Material for this task -
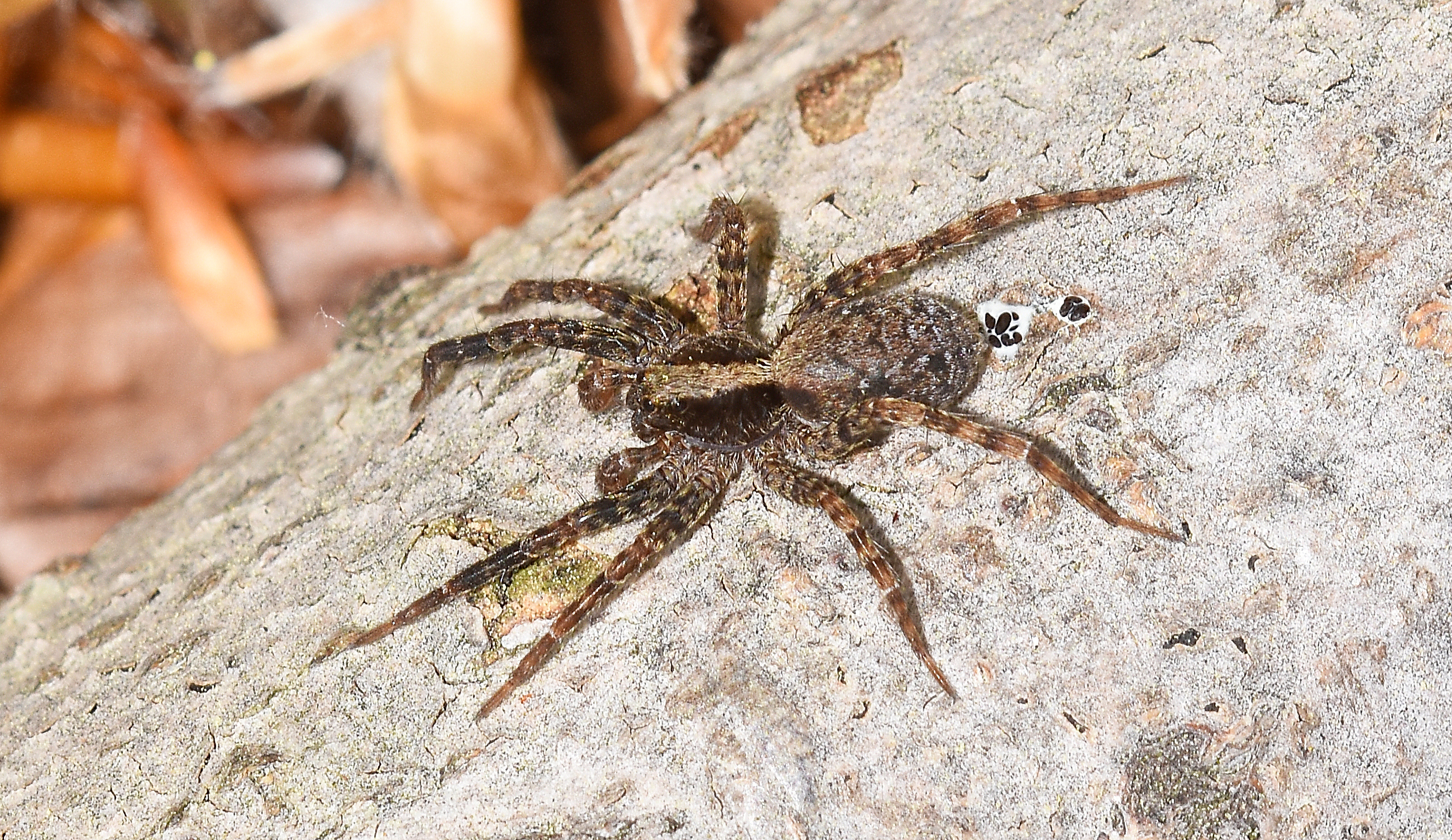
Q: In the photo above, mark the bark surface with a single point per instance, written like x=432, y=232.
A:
x=1267, y=362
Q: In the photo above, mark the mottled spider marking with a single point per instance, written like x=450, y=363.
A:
x=847, y=368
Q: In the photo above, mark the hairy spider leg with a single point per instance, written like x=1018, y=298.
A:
x=906, y=413
x=603, y=341
x=635, y=502
x=858, y=276
x=683, y=513
x=727, y=227
x=620, y=469
x=639, y=314
x=811, y=490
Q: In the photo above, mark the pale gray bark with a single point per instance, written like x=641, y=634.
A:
x=1246, y=374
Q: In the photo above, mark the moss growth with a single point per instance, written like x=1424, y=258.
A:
x=1172, y=784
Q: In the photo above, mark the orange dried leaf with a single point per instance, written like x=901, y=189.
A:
x=465, y=121
x=660, y=44
x=137, y=69
x=197, y=242
x=1431, y=326
x=45, y=156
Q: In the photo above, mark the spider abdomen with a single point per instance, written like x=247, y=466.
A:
x=909, y=346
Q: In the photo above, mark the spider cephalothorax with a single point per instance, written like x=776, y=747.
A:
x=847, y=368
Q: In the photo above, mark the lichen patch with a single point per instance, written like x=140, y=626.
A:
x=835, y=99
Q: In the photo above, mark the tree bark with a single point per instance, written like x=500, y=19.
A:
x=1267, y=362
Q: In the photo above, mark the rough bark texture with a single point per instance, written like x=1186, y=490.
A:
x=1286, y=672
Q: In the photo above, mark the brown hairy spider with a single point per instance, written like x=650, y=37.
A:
x=847, y=368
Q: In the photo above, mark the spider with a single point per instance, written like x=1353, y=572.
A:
x=847, y=368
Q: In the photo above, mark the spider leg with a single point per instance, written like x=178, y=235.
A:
x=635, y=502
x=811, y=490
x=641, y=314
x=603, y=341
x=906, y=413
x=856, y=278
x=727, y=227
x=676, y=521
x=623, y=467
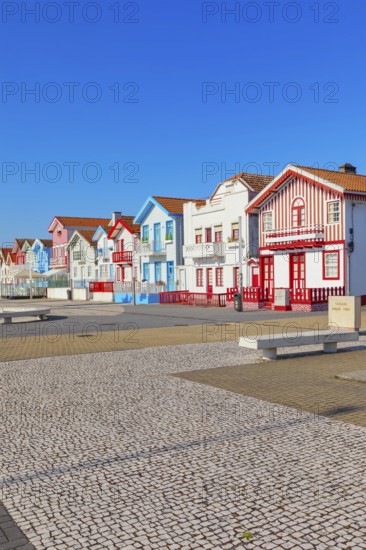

Exercise aim - Edit the stretch of the records from the line containing "Q: In the photo above, mark the spider cephalothorax" through the line containing "x=1286, y=672" so that "lichen patch" reads "lichen crust" and nothing else changes. Return only those lines.

Answer to this problem -
Q: In the photo above, mark the spider cephalothorax with a single point per instance, written like x=776, y=747.
A:
x=847, y=368
Q: In the photo above, mark the lichen crust with a single point per instance, written like x=140, y=626.
A:
x=835, y=99
Q: In the photo above, mark the tree bark with a single point per instance, written like x=500, y=19.
A:
x=1267, y=362
Q: In the photo above, mark the rough bark texture with a single point per instance, written like x=1186, y=490.
A:
x=1286, y=672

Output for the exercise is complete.